■ Aim of the exercise
Rewrite the lines of the material below as a numbered list, from the line with "Please locate the green valley" up to and including the line with "[0,169,163,199]", and leave out any blank lines.

■ Items from a labeling collection

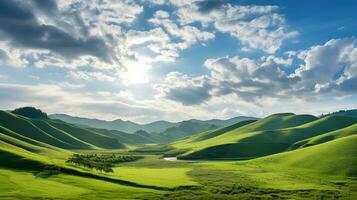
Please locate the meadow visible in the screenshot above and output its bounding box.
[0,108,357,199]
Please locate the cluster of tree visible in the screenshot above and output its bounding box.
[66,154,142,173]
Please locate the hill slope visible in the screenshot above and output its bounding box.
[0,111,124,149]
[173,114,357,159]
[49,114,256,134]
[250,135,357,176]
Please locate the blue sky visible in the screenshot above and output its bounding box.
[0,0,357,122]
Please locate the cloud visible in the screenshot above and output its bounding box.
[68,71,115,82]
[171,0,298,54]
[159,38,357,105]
--
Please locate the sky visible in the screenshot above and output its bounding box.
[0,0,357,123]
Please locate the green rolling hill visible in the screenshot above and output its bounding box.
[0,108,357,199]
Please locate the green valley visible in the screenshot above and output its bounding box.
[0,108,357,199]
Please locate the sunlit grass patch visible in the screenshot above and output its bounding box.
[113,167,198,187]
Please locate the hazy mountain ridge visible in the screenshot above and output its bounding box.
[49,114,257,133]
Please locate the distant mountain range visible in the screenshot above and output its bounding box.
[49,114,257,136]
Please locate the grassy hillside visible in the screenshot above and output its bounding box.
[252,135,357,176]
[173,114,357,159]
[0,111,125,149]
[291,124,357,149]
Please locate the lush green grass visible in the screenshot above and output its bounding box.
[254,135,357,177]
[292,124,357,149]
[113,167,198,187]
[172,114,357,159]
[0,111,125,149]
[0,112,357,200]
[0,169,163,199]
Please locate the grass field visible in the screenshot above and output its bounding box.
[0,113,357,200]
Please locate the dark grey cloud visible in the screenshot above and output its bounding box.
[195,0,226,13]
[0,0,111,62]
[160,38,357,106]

■ Worked solution
1. Please locate the green valley visible in the screenshot above and output its bounding box.
2. [0,108,357,199]
3. Please locate the sunlit grass patch visible in the screenshot above and output its bounding box.
4. [113,167,198,187]
5. Please locate the hazy mountain ridge visible in the screenshot above and output its bounding box.
6. [49,114,257,133]
7. Please locate the distant mountain range visible in the screenshot above and output its bounding box.
8. [49,114,257,136]
9. Please locate the grassy hillside visible in the screenshot above and output its bounding box.
10. [252,135,357,176]
11. [173,114,357,159]
12. [0,111,125,149]
13. [291,124,357,149]
14. Please locate the lush green grass visible in the screenshot above and output its bounding box.
15. [254,135,357,177]
16. [292,124,357,149]
17. [113,167,198,187]
18. [172,114,357,159]
19. [0,111,125,149]
20. [0,112,357,200]
21. [0,169,163,199]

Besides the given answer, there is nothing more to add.